**Provided passage**

╭──

I'm not sure why it doesn't work for you for the character columns. I'd do the same thing, using sum(is.na())
.
To showcase this, lets' recreate the sql_db
table. This time I'm also loading the purrr
package, because I'm in the habit of using the map
family of functions.
library(dplyr)
#>
#> Attaching package: 'dplyr'
#> The following objects are masked from 'package:stats':
#>
#> filter, lag
#> The following objects are masked from 'package:base':
#>
#> intersect, setdiff, setequal, union
library(tidyr)
library(purrr)
sql_db <- tribble(~age, ~sex, ~credit_turnover, ~acct_bal,
23, "f", NaN, 100,
21, "m", 28 , 23,
NaN, "f", 64, 46,
28, "f", NaN, 87,
41, "m", 35 , NaN)
So here we use a map
type function for summing the 1
s / TRUE
s together for each column in the dataframe. Specifically we're using the map_dbl
function because we want the function to return a double / numeric vector.
sql_db %>%
map_dbl(~sum(is.na(.)))
#> age sex credit_turnover acct_bal
#> 1 0 2 1
If we were to add an NA to first two values in the the sex column. You can see that this also works, even though sex
is a character variable.
sql_db$sex[1:2] <- NA
sql_db %>%
map_dbl(~sum(is.na(.)))
#> age sex credit_turnover acct_bal
#> 1 2 2 1
What I'm guessing could be the problem is that perhaps the "NA"s in your character variables aren't actually NA
values, but rather character strings containing the characters "NA".
sql_db$sex[1:2] <- "NA"
sql_db
#> # A tibble: 5 x 4
#> age sex credit_turnover acct_bal
#> <dbl> <chr> <dbl> <dbl>
#> 1 23 NA NaN 100
#> 2 21 NA 28 23
#> 3 NaN f 64 46
#> 4 28 f NaN 87
#> 5 41 m 35 NaN
sql_db %>%
map_dbl(~sum(is.na(.)))
#> age sex credit_turnover acct_bal
#> 1 0 2 1
If this is the case then the is.na()
function won't count them, as they're not actual NA
s as far as R can tell. So we need to tell R that strings consisting of the characters "NA" should be NA
.
So here we use a mutate_if
function to say that if a column is a character column we will change that character column in a way that makes values NA
if they simply consist of the characters "NA".
sql_db$sex[1:2] <- "NA" # Again, this isn't an actual NA
sql_db %>%
mutate_if(is.character,
~na_if(., "NA")) %>% # Here we make them actual NA values.
map_dbl(~sum(is.na(.)))
#> age sex credit_turnover acct_bal
#> 1 2 2 1
Here's hoping that this actually helps you. Best of luck and let me know if this is not what's causing the problem.

╰──

**Given entries**
╭──

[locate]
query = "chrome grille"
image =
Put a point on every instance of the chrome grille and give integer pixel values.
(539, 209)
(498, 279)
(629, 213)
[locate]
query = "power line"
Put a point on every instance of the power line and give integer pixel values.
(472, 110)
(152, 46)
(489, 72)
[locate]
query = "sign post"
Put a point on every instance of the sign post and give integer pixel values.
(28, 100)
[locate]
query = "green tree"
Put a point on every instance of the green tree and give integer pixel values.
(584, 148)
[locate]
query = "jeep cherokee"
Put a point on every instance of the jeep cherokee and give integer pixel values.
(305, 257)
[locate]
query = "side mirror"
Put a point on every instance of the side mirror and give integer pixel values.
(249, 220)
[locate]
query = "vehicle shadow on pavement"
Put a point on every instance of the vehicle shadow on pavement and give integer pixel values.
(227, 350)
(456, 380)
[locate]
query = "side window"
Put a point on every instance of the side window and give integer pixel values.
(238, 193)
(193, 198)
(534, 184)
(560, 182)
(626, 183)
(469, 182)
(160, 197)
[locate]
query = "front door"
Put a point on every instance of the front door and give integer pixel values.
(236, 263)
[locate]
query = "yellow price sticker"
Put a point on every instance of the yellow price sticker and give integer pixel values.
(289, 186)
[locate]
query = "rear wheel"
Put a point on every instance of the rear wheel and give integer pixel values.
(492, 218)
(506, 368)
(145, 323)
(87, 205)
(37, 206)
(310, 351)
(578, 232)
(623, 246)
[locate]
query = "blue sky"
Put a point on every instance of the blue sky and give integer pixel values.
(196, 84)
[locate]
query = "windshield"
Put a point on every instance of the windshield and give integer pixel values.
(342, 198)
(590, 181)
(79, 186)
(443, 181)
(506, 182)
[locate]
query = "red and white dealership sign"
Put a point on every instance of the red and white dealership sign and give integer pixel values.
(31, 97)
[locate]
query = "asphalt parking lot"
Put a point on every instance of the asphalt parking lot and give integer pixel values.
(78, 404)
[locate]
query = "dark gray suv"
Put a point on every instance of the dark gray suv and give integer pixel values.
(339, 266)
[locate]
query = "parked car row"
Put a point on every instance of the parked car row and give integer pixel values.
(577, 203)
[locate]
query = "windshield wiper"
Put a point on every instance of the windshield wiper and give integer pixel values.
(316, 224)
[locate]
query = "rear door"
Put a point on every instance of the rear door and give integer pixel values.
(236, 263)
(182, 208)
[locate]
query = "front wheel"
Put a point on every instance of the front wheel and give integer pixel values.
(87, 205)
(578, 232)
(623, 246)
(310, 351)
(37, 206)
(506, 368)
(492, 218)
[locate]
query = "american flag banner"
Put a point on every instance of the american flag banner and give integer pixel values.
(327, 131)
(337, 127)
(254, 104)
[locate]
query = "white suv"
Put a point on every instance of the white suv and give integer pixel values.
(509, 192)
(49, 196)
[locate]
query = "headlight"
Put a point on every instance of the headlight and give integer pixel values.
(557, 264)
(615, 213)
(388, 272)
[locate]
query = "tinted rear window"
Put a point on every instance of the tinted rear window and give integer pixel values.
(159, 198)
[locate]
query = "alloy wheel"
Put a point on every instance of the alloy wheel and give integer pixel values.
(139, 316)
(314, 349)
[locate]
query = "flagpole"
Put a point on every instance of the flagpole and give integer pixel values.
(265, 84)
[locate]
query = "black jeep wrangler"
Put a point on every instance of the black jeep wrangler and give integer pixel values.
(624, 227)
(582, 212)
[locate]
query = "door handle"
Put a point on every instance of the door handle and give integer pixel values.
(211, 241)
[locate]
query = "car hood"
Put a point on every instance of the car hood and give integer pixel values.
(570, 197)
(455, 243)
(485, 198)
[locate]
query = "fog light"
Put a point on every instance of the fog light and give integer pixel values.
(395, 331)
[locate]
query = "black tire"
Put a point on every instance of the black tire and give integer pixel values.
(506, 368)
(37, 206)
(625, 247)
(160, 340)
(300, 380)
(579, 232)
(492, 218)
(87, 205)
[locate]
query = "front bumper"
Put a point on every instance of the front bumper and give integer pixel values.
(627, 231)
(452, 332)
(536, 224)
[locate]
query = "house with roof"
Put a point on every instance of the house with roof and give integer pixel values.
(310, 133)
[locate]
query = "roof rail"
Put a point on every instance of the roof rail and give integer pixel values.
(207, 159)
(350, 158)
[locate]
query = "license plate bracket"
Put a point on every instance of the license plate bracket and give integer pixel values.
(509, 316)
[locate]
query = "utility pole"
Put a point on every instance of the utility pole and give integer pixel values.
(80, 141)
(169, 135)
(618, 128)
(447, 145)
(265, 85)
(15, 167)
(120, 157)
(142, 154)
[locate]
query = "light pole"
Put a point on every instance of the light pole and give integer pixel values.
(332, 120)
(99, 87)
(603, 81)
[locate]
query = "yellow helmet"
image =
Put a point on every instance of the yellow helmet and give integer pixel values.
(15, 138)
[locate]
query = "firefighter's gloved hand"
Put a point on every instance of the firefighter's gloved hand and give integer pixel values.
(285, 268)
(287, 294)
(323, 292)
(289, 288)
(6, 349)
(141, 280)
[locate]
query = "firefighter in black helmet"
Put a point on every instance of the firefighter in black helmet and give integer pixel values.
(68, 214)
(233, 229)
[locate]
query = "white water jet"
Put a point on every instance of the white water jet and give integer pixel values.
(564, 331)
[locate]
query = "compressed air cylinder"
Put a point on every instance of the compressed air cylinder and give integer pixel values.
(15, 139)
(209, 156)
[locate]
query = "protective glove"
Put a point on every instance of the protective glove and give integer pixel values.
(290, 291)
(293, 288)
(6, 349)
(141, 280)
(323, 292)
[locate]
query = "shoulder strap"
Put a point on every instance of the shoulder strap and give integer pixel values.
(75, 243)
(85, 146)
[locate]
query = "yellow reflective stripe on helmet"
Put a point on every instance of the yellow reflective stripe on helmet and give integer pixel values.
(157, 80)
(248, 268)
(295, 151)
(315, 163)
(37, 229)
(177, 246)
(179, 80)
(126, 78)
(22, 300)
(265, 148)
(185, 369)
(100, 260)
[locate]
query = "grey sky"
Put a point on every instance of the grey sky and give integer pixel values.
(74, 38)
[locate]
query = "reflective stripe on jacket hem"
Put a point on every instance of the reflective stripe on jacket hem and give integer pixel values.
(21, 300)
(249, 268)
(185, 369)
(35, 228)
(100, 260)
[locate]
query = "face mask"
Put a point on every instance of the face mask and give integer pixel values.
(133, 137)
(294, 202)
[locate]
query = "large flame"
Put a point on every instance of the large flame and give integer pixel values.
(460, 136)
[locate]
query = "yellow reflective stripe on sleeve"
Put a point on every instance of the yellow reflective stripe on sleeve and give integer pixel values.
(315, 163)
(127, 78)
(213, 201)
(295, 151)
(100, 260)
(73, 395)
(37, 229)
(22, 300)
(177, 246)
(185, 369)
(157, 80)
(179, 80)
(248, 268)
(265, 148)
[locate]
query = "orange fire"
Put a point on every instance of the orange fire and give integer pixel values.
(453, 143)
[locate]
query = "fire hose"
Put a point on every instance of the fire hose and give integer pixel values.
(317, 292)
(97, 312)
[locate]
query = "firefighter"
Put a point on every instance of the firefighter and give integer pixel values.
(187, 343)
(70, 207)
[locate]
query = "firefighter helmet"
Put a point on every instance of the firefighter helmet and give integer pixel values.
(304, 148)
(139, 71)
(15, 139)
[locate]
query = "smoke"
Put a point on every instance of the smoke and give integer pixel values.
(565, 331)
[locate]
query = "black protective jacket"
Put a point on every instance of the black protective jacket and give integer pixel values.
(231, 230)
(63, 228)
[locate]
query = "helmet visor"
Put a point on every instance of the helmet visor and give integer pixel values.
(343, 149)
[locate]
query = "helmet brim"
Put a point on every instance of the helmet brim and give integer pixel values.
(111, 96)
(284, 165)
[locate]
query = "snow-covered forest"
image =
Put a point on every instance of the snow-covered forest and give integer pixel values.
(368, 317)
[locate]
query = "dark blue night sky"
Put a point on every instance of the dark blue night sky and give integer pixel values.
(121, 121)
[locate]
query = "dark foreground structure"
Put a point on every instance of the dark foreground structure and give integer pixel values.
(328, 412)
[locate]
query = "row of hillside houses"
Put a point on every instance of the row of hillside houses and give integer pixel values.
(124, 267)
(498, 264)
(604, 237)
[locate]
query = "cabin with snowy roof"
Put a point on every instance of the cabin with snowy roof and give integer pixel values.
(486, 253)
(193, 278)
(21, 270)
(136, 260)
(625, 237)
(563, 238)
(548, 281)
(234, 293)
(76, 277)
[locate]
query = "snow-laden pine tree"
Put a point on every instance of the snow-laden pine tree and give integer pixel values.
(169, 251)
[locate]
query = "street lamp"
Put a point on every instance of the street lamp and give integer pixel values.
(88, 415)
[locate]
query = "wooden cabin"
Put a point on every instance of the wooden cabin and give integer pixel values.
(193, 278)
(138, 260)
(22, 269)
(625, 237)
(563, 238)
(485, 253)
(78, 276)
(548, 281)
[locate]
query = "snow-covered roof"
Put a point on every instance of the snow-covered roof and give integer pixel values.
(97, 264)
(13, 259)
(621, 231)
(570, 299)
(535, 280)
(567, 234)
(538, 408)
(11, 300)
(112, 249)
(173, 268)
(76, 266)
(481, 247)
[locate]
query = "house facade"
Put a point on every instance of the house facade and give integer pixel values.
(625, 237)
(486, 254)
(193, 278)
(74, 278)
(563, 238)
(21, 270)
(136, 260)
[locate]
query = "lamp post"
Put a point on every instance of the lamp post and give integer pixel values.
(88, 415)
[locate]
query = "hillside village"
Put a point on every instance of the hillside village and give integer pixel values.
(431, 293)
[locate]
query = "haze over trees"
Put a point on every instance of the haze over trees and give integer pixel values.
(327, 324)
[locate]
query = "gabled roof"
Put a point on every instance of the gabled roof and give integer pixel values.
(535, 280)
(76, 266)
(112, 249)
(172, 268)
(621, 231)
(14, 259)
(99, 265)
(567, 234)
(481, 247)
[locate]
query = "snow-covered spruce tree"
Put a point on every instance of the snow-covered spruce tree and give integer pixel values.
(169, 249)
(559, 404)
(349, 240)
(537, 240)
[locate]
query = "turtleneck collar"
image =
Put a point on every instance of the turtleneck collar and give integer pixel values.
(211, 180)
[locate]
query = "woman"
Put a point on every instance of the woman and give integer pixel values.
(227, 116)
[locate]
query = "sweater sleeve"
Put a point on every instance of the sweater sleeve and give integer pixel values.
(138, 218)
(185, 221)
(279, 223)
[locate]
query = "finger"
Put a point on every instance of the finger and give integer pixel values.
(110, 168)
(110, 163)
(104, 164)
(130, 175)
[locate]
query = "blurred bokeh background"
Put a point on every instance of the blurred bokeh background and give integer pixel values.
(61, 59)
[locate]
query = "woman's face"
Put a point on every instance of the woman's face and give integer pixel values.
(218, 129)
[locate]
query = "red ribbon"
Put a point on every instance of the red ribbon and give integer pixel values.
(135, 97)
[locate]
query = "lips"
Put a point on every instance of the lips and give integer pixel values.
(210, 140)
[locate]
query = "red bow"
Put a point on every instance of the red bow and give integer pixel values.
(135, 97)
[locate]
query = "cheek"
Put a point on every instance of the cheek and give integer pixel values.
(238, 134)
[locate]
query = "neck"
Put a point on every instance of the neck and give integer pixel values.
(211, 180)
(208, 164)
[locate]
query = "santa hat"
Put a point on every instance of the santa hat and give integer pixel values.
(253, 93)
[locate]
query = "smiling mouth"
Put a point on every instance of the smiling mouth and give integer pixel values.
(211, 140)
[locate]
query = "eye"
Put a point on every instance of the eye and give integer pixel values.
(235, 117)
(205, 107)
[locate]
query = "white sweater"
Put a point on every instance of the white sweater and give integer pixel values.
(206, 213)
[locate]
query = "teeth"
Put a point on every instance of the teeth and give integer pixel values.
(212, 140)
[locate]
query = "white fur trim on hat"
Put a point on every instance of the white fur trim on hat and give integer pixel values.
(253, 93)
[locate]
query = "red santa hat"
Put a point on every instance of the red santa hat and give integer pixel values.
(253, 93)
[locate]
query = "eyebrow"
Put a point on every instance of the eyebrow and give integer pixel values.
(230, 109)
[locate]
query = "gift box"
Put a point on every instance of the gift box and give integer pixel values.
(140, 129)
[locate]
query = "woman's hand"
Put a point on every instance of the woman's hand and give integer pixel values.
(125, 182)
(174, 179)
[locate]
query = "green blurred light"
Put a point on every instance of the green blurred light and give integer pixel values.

╰──

**Given problem**
Reproduce the forum reply starting with "To showcase this, lets'" and going on through "family of functions.", substituting "practice" for "habit". The items come from a separate source, unrelated to the forum reply.

**Task response**
To showcase this, lets' recreate the sql_db
table. This time I'm also loading the purrr
package, because I'm in the practice of using the map
family of functions.